**What this task involves**
Change "green tree" to "leafy tree" in the material between the lines holding "TARGET = black and white dog" and "(1241, 225)", inclusive, and write those lines out again with nothing else altered.

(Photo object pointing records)
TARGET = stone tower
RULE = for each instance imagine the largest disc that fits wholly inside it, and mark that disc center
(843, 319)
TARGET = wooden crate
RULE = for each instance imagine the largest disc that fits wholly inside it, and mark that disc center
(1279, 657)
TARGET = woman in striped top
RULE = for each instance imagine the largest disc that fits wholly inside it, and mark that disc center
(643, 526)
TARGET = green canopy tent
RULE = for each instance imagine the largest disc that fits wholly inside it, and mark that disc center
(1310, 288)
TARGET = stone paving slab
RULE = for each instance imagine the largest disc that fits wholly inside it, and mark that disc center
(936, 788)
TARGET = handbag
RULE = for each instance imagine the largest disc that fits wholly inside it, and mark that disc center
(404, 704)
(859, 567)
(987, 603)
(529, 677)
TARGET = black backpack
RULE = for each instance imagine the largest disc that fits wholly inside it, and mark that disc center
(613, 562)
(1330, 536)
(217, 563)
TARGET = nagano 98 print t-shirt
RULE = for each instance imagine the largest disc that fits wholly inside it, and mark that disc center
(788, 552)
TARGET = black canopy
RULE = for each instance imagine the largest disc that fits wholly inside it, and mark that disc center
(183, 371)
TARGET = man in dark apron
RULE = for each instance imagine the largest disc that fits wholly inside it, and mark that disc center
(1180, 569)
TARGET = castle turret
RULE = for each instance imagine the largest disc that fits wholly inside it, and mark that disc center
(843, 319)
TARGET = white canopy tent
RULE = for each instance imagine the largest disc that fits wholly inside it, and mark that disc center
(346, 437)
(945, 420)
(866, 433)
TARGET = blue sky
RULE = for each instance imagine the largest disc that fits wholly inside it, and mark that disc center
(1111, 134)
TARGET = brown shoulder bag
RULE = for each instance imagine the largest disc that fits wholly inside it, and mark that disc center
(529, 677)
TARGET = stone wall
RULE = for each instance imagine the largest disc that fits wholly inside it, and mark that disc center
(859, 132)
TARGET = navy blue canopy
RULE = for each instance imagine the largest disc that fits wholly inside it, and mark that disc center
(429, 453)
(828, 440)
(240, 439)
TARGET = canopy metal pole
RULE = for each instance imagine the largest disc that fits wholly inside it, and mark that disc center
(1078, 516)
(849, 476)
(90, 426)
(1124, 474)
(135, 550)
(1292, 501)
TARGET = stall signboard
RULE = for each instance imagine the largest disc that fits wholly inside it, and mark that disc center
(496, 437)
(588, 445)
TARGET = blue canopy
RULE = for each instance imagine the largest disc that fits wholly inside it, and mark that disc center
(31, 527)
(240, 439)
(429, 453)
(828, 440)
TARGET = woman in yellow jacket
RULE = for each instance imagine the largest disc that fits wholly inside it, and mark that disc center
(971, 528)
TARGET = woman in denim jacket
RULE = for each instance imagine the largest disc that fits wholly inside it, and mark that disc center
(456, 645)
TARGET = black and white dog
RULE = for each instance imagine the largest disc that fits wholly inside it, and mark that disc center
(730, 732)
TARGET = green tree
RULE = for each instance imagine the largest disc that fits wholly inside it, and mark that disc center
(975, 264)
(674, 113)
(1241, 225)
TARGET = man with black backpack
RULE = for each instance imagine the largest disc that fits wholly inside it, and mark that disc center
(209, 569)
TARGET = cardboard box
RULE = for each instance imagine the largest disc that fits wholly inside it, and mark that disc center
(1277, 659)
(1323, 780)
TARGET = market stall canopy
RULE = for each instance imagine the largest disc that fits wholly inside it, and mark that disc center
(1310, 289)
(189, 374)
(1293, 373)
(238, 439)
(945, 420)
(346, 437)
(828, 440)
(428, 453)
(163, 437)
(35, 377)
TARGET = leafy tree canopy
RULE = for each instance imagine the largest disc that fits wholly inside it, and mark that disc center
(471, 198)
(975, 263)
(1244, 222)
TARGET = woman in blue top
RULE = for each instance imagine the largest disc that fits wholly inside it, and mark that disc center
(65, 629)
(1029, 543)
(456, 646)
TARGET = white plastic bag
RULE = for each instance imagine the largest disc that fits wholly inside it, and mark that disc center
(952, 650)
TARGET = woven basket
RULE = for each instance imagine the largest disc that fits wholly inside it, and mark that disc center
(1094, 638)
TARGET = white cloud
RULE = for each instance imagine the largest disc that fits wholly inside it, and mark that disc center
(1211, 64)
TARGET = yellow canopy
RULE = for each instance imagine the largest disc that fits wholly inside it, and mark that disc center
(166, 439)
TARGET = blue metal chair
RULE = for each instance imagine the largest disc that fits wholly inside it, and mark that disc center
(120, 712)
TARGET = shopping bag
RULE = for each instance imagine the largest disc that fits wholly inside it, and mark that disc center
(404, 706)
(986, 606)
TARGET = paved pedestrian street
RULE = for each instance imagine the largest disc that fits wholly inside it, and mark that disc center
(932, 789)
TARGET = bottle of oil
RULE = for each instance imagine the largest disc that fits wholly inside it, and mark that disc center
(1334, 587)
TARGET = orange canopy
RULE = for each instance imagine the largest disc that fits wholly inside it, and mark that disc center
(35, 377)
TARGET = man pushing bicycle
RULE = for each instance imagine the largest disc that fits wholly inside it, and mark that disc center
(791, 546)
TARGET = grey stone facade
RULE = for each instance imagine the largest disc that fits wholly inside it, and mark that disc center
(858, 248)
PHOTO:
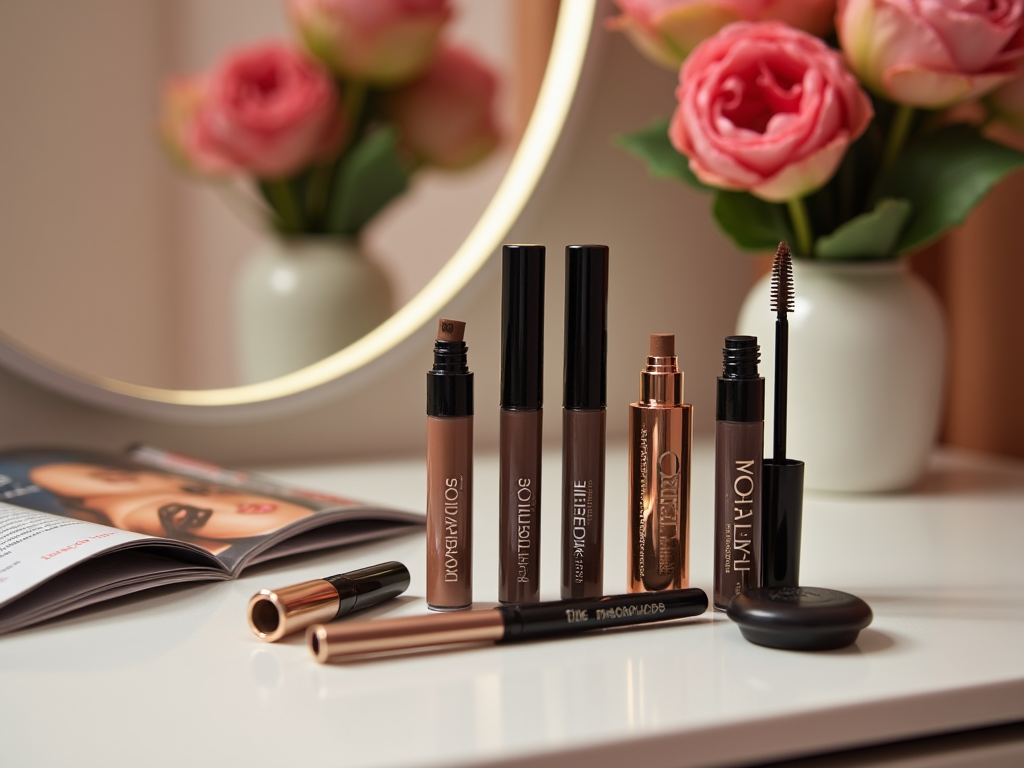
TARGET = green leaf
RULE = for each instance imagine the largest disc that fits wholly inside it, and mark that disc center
(752, 223)
(371, 176)
(944, 176)
(652, 146)
(871, 235)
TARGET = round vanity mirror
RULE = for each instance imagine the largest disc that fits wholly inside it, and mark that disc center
(124, 273)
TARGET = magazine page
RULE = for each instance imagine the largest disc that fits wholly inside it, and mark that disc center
(330, 520)
(231, 515)
(36, 546)
(50, 564)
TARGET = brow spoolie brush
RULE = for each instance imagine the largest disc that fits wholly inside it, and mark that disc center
(782, 503)
(781, 303)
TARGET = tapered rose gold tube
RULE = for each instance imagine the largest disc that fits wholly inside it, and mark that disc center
(450, 472)
(660, 429)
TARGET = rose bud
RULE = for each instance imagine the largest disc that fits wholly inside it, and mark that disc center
(766, 109)
(446, 117)
(182, 98)
(666, 31)
(383, 42)
(270, 111)
(931, 54)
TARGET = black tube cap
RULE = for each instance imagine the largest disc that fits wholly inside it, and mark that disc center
(586, 327)
(800, 617)
(781, 520)
(522, 327)
(366, 587)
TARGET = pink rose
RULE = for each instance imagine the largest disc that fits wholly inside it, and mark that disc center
(181, 101)
(446, 117)
(766, 109)
(269, 111)
(666, 31)
(384, 42)
(931, 53)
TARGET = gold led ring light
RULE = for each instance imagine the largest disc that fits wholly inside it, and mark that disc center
(568, 50)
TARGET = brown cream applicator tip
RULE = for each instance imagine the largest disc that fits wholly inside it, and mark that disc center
(663, 345)
(449, 330)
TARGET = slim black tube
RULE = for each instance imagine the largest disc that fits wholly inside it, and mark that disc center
(557, 617)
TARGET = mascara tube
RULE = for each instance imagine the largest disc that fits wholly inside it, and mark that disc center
(450, 472)
(660, 435)
(738, 458)
(520, 424)
(584, 420)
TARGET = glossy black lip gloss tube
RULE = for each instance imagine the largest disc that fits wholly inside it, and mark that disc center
(521, 424)
(584, 420)
(506, 624)
(738, 459)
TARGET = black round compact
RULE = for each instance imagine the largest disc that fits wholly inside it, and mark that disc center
(800, 617)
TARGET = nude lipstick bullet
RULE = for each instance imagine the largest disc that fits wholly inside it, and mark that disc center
(450, 472)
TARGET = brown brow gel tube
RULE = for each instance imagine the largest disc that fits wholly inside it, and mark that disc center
(660, 436)
(584, 420)
(506, 624)
(450, 472)
(738, 454)
(521, 422)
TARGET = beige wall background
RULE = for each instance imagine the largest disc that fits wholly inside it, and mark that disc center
(671, 271)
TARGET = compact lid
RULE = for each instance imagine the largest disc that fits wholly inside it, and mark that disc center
(586, 327)
(522, 326)
(800, 617)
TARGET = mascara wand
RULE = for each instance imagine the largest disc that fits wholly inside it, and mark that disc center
(781, 303)
(782, 493)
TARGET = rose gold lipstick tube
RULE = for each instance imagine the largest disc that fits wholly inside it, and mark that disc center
(660, 436)
(450, 472)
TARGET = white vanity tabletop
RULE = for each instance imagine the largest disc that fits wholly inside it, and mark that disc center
(173, 677)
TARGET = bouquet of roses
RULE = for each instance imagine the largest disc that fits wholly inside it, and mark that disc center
(853, 130)
(331, 129)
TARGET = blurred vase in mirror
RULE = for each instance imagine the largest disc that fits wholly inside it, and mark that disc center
(299, 300)
(392, 138)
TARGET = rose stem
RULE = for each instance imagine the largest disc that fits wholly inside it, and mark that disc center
(898, 133)
(279, 192)
(801, 226)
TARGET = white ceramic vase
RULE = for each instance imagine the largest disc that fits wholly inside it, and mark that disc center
(866, 363)
(299, 300)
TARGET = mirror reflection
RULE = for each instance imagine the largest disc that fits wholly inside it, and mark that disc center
(125, 264)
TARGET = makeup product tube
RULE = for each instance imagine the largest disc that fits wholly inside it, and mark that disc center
(450, 472)
(273, 613)
(660, 435)
(584, 420)
(738, 454)
(521, 421)
(506, 624)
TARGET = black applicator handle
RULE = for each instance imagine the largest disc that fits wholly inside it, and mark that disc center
(782, 478)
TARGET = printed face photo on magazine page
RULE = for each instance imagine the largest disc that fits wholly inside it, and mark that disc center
(162, 505)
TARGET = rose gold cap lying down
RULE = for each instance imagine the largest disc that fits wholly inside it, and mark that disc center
(336, 642)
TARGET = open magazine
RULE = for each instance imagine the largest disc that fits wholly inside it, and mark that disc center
(78, 527)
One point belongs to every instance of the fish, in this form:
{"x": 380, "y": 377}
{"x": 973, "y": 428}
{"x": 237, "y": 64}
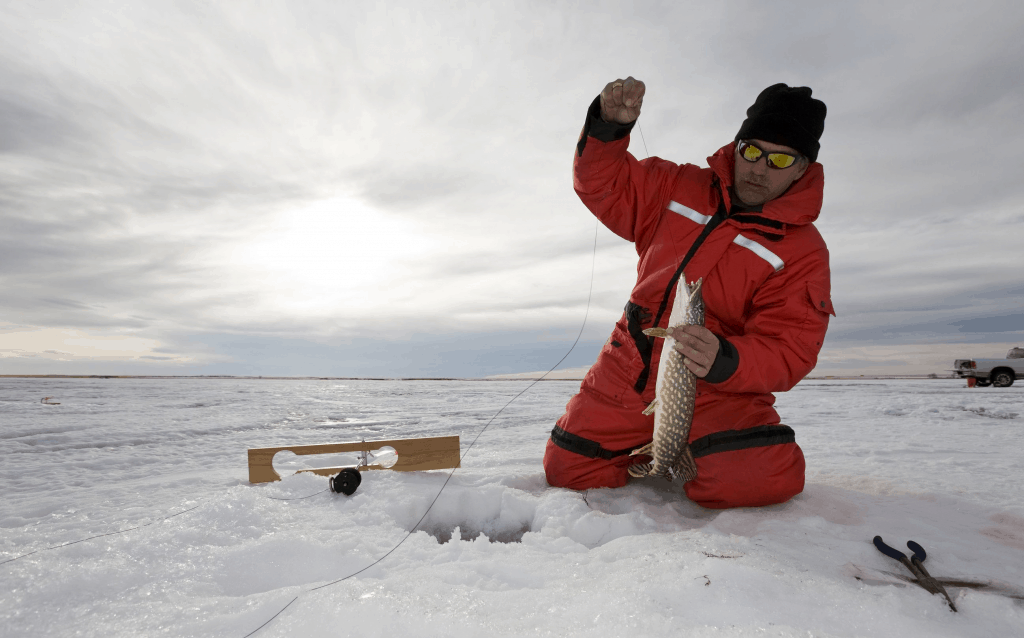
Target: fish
{"x": 675, "y": 394}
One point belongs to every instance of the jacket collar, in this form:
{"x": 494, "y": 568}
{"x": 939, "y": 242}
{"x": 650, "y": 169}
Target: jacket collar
{"x": 799, "y": 206}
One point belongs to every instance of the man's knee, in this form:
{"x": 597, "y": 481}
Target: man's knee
{"x": 567, "y": 469}
{"x": 751, "y": 477}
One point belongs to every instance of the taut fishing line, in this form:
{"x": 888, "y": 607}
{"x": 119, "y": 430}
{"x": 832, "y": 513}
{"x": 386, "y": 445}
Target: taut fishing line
{"x": 590, "y": 295}
{"x": 444, "y": 484}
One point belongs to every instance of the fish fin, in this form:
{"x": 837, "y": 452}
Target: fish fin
{"x": 647, "y": 450}
{"x": 686, "y": 466}
{"x": 656, "y": 332}
{"x": 640, "y": 470}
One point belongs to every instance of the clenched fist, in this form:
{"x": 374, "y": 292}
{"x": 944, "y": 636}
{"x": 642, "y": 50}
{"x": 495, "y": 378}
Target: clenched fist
{"x": 699, "y": 348}
{"x": 621, "y": 100}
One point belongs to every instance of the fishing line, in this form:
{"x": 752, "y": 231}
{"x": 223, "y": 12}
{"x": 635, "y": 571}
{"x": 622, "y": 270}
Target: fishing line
{"x": 642, "y": 139}
{"x": 98, "y": 536}
{"x": 590, "y": 296}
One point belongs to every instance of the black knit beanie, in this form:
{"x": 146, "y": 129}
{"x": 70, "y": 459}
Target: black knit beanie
{"x": 787, "y": 116}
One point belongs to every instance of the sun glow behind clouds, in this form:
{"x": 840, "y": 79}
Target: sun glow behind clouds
{"x": 71, "y": 344}
{"x": 335, "y": 257}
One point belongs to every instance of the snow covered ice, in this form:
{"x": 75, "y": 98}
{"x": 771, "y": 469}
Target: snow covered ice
{"x": 501, "y": 553}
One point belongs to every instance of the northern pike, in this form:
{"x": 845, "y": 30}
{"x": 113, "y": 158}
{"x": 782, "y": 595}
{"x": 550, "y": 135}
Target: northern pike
{"x": 675, "y": 393}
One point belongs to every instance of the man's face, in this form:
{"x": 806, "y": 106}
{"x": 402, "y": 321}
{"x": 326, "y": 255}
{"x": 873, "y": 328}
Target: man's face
{"x": 756, "y": 183}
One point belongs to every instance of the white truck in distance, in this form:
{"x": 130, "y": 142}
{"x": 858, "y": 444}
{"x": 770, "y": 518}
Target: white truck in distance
{"x": 997, "y": 372}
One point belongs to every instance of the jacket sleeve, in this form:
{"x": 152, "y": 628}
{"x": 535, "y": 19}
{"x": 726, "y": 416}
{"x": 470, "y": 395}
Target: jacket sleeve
{"x": 626, "y": 195}
{"x": 784, "y": 329}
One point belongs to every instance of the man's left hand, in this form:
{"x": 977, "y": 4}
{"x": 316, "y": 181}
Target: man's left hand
{"x": 698, "y": 347}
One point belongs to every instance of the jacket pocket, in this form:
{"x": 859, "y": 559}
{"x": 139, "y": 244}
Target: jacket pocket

**Exercise response**
TARGET = black and white dog
RULE = for each instance imagine the largest disc that fits wholly inside it, and mark that disc center
(730, 732)
TARGET = leafy tree
RULE = for each instance imagine the largest disc that fits wholly inside it, and mark that disc center
(975, 264)
(674, 113)
(1241, 225)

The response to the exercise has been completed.